═══ RAW DATA ═══

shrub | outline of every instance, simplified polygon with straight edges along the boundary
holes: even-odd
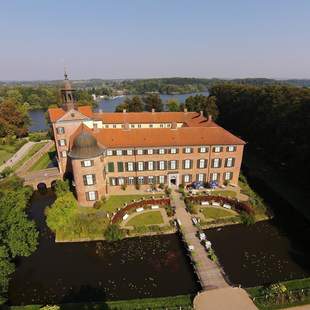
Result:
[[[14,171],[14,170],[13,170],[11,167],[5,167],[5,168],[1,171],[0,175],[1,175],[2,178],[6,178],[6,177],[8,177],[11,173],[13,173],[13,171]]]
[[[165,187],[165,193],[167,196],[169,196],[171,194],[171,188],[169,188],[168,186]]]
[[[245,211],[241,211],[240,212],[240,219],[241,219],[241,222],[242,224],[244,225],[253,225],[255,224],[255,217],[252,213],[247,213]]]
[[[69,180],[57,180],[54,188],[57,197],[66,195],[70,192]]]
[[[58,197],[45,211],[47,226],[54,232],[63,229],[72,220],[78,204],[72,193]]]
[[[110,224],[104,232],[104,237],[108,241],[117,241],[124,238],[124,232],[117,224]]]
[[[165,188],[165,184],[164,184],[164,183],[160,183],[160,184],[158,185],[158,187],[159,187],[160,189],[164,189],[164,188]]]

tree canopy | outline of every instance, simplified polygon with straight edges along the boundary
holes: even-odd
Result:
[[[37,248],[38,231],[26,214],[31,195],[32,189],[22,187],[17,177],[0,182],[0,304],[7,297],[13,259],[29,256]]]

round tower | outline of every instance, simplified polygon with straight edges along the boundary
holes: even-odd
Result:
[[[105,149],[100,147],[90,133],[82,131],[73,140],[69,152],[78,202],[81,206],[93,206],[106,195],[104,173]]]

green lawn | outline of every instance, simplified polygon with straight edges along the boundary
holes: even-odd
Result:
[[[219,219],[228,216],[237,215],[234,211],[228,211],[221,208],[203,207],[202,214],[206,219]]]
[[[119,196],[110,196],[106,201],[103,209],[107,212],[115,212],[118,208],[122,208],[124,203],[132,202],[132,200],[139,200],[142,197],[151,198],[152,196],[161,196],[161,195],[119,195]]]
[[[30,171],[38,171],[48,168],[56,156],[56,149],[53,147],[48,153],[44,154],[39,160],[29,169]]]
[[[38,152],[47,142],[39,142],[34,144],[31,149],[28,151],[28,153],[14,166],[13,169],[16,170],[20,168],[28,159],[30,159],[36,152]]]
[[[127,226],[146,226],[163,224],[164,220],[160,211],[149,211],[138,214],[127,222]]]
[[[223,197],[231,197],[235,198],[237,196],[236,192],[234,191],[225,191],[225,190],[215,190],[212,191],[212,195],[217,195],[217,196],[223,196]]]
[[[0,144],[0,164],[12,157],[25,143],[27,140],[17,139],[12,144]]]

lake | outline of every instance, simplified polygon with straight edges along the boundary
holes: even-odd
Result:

═══

▸ **INSTRUCTIONS TO FOLLOW**
Locate every line in the material that contains the word "with" and copy each of those lines out.

▸ **COMPLETE OUTPUT**
shrub | outline of every instance, simplified polygon with straight edges along the boundary
tree canopy | outline of every instance, simplified polygon with straight edges along the boundary
round tower | outline of every instance, simplified polygon with straight edges along the boundary
green lawn | outline of every instance, simplified polygon with straight edges along the boundary
lake | outline of every instance, simplified polygon with straight edges along the boundary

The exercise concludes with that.